§ EXERCISE BRIEF
Starting with the line that contains "red cap, reported", reproduce each line through the end of the listing below, with no other output.

§ DATA

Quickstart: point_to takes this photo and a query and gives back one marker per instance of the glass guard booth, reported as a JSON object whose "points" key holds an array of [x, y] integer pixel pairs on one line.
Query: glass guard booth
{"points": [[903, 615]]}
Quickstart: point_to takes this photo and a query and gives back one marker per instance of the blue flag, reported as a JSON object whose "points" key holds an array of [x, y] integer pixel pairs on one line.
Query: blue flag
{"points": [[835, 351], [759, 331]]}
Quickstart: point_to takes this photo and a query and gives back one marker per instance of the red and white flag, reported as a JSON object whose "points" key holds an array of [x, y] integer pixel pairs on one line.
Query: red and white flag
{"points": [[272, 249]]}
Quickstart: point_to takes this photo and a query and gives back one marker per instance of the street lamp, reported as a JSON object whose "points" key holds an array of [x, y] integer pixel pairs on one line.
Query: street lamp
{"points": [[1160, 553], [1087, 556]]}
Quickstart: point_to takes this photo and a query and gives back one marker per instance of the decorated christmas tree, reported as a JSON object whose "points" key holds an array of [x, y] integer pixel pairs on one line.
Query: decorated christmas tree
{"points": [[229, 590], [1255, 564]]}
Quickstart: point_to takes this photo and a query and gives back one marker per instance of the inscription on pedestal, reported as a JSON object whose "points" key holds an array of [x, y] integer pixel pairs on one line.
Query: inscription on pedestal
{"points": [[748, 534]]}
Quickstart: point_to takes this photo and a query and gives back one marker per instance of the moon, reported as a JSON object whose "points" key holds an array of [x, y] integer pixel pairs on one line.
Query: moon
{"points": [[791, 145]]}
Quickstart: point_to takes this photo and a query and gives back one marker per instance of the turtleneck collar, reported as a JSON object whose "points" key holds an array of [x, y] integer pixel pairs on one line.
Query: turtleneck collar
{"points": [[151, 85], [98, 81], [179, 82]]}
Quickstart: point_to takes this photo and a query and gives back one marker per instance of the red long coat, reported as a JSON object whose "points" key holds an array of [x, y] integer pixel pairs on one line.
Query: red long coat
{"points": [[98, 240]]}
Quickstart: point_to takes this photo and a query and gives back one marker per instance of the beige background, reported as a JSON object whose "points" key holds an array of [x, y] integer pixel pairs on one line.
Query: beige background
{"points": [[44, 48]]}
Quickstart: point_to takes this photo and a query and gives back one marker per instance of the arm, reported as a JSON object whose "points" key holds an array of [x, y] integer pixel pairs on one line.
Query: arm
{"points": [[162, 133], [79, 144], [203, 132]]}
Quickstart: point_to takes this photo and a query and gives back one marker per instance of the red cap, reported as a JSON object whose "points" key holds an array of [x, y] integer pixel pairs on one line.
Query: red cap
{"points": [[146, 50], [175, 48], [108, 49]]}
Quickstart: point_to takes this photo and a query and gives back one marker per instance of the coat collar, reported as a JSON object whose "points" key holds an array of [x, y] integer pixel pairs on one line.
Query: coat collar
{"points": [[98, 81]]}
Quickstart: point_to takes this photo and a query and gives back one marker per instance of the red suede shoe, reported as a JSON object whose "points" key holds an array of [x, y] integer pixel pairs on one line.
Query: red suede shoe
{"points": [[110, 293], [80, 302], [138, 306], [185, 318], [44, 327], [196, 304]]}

§ TASK ANSWER
Quickstart: point_to takes this photo and a query and gives back one marker per instance of the red cap, reported as a JSON object whose "points" key holds an array of [x, y] integer pixel pairs on one line.
Query: red cap
{"points": [[146, 50], [175, 48], [108, 49]]}
Quickstart: point_to takes this photo and a query and gives back one marker per instance of the coat collar, reported as a JSON object whose "points" key holds an array of [x, y] integer pixel pairs on one line.
Query: coat collar
{"points": [[98, 81]]}
Quickstart: point_to takes this photo and a query and gives back one marker per instance of the red suede shoe, reported as a JSON object whose "points" key holds an array of [x, y] integer pixel pairs on one line.
Query: red suede shoe
{"points": [[110, 293], [80, 302], [138, 306], [185, 318], [44, 327], [196, 304]]}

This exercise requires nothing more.